### The data

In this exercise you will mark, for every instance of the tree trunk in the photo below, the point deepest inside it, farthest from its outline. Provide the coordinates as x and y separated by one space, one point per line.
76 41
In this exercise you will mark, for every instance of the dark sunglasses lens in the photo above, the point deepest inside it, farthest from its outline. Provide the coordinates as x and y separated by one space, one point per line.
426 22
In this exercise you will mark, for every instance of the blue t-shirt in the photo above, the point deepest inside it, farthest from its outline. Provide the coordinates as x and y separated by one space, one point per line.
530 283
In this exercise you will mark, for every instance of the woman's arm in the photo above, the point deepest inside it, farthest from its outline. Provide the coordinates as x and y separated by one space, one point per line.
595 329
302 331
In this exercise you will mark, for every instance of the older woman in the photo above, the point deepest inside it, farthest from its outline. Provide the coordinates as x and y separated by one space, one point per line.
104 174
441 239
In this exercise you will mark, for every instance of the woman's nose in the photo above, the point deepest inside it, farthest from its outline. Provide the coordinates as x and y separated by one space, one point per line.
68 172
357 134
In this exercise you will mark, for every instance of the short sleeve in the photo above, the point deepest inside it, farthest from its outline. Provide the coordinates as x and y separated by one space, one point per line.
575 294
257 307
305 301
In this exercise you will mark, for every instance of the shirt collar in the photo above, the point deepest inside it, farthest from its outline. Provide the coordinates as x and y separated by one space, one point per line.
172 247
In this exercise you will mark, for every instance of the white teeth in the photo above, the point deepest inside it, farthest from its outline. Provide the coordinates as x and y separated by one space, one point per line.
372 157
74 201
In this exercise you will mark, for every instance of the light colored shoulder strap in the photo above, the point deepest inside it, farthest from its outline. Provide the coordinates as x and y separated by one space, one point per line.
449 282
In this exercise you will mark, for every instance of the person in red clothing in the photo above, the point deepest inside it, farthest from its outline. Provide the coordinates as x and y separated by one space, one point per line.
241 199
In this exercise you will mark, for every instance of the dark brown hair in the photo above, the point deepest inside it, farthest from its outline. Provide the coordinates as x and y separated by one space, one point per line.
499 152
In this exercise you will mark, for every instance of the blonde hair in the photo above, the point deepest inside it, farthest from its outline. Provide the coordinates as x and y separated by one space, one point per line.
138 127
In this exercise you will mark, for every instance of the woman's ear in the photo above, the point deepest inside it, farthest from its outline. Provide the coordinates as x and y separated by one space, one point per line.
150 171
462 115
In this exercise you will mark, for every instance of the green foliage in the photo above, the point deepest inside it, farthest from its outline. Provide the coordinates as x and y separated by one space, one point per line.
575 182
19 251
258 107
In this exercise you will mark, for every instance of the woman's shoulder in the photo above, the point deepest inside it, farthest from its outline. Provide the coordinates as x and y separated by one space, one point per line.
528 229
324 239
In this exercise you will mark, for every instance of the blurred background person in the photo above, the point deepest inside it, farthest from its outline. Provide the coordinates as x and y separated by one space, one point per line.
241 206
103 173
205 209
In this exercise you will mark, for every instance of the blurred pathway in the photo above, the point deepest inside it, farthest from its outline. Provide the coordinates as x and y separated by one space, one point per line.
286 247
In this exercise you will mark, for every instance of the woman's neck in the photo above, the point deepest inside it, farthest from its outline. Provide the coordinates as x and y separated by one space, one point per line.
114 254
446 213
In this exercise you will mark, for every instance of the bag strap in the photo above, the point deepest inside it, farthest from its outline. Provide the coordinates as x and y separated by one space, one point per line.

######

• **Prompt**: Write the entries out once more, exactly as given.

• **Reply**:
In this exercise you will mark, for every instance of the tree trunk in the photo below, the point deepest inside it, farthest from its outline. Provide the coordinates as x and y separated by one space, one point per line.
76 41
In this exercise you will mark, for every instance of the dark sunglasses lens in the photo above, the point deepest inside it, farthest from its outline. Provide the coordinates as x and y separated by one space, one point per line.
426 22
In this exercise you will mark, for every instance of the blue t-shirt in the photo above, the point deepest inside it, farthest from its outline. Provide the coordinates as x and y separated by one space, one point per line.
530 283
In this exercise you will mark, for every instance of the woman's arm in the photo above, the point deepest inside it, farthest from its outline. Provide the coordinates as x and y separated by one space, one point per line.
595 329
302 331
In this exercise you will mark, for every instance of the older woman in the photo above, the point deepest inside it, farthest from its outline. Provide the coordinates as x and y separated by one space, one point per line.
104 174
441 239
In this exercise you will mark, for every instance of the woman's nose in the photo above, the point deepest inside it, farthest from its outline. Provide the coordinates as x and y separated by one space, one point per line.
68 172
357 134
In this exercise you will mark, for every instance of the short sleeve in the photo above, the point deepest inside it, farthest from its outline. Provide the coordinates as x and y separated by one space, one point per line.
575 294
257 307
305 301
In this exercise you will mark, for every instance of the shirt collar in the photo above, the point deepest inside it, farthest from its outline. Provide the coordinates as x and y separated by one space, one point per line.
172 247
In this exercise you will mark, for every instance of the white teeth in the photo above, the point deepest inside it, farthest from its outline. Provide the coordinates as x and y separated by one space, one point per line.
372 157
74 201
In this exercise you will mark, for every instance of the light colored shoulder strap in the photo above, the point deepest inside it, farthest from its outline. Provide the coordinates as x and y separated by one space, one point per line.
449 282
In this exercise you will mark, for every instance of the person in red clothing in the photo above, the point deepest inside it, farthest from its outline. Provide the coordinates as x and y separated by one space, one point per line.
241 199
In this exercise you will mark, for every instance of the dark brown hair in the photo above, the point deepest inside it, farthest from its outline. Provide the coordinates as x and y separated by one space, one point per line.
499 152
In this exercise you will mark, for every instance of the blonde hair in the photo above, the point deepest inside it, farthest from its outline. Provide the coordinates as x and y separated by one space, one point per line.
138 127
In this exercise you will mark, for every instance of the woman's ear in the photo above, the point deepest inside it, farthest from its outline. Provide the coordinates as x and y separated by one space, one point per line.
150 171
462 115
In this exercise you will mark, for every instance of the green foliage in the photo above, the point deepest inside it, farthest from its outline. Provide the coordinates as x and y separated by one space, one point per line.
575 182
19 251
258 107
In this exercise you will mark, for every instance of the woman's shoulder in the photo above, the point deepest inside it, farthest from its outline. Provide the coordinates as x and y separated by one space, one point per line.
528 229
324 239
In this exercise you will mark, for every instance of the blurred background person in the photo above, the point deepest inside it, farthest from its outline. Provide the coordinates as x and y separated by one space, one point per line.
241 206
103 173
205 209
In this exercise you will mark, for every instance of the blurred pathway in the photo above, the point deepest inside it, farthest from its outline. Provide the coordinates as x and y separated by one space, one point per line.
286 247
In this exercise you will mark, for every instance of the woman's neck in the photo above, the point deepest inside it, farthest from its outline. Provide the coordinates as x and y separated by one space, one point per line.
114 254
446 213
In this exercise you will mark, for every instance of the bag strap in the photo above, the point deepest inside it, farthest from its outline. Provide the coordinates as x and y separated by one space, one point per line.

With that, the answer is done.